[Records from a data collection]
*** Block opens ***

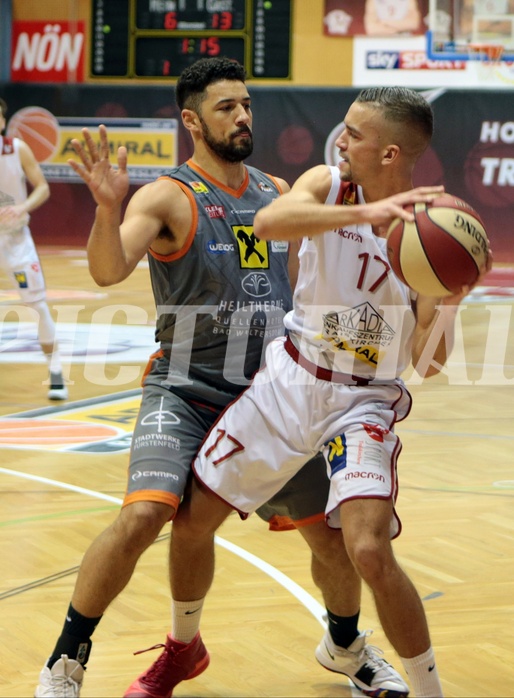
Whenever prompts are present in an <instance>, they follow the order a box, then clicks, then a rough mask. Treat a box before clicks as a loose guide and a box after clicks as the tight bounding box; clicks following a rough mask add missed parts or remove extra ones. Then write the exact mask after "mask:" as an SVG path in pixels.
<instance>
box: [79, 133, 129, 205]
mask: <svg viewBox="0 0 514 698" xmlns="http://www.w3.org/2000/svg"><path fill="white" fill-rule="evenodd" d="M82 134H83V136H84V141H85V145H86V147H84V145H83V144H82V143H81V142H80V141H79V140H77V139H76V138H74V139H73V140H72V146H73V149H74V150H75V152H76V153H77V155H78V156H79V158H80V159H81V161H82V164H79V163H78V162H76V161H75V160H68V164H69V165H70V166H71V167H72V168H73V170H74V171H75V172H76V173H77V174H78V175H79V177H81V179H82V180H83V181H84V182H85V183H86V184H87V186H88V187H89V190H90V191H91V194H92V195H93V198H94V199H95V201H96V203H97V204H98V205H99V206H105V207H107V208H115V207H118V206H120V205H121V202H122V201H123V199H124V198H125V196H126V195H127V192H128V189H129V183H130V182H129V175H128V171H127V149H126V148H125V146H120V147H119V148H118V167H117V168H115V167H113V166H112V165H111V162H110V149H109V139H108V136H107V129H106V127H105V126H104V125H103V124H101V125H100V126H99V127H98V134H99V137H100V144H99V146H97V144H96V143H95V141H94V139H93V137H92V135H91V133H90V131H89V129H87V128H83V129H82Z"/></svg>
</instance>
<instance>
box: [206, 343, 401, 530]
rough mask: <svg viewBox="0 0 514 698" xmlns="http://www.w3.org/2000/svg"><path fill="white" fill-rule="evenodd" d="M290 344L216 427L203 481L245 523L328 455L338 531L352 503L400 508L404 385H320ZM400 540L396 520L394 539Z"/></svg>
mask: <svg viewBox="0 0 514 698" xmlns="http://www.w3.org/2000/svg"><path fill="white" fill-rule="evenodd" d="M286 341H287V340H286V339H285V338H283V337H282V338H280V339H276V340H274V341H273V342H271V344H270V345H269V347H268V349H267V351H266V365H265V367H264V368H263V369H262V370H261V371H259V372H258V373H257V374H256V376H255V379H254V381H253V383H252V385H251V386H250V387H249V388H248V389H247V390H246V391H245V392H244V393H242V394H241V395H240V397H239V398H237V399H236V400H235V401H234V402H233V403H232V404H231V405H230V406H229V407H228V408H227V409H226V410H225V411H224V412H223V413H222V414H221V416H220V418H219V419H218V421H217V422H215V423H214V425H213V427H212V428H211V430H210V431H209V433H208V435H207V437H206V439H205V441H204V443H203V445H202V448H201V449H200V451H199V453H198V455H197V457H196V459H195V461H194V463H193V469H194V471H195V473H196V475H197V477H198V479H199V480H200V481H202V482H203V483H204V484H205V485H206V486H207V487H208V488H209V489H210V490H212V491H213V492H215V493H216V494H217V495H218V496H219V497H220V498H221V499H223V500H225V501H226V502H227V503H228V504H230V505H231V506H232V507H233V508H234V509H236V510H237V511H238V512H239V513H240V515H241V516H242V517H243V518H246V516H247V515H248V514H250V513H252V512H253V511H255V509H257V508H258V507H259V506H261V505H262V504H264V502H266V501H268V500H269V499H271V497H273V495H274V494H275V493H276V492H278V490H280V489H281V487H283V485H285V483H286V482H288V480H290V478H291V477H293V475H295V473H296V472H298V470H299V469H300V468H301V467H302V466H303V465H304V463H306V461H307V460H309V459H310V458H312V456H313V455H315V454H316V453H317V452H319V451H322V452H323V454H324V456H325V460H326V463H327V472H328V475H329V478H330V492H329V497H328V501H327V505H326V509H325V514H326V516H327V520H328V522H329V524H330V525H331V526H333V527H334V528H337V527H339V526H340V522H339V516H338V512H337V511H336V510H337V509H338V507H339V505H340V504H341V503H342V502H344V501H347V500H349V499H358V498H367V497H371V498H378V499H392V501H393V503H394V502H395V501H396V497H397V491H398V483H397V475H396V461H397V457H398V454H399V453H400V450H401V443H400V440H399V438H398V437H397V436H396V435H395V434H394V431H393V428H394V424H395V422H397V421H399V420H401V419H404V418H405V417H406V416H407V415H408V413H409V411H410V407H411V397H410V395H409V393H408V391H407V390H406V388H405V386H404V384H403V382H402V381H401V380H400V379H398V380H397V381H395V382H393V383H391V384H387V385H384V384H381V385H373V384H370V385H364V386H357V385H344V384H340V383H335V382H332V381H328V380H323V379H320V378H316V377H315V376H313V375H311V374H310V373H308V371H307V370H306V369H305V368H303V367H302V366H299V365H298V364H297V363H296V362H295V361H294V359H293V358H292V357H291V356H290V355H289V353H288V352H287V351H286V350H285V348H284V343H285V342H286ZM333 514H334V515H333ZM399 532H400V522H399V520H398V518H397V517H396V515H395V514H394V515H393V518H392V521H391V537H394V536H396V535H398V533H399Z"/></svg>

*** Block closes ***

**PROBLEM REQUIREMENTS:** Copy out every line of the data that includes "instance".

**REPLY:**
Whenever prompts are present in an <instance>, they follow the order a box, then clicks, then a rough mask. Treat a box before clicks as a loose guide and a box after clicks as the tight bounding box; clicks following a rough mask add missed parts or remove extra ones. Then write the exact mask after "mask:" as an SVG path in pixels.
<instance>
</instance>
<instance>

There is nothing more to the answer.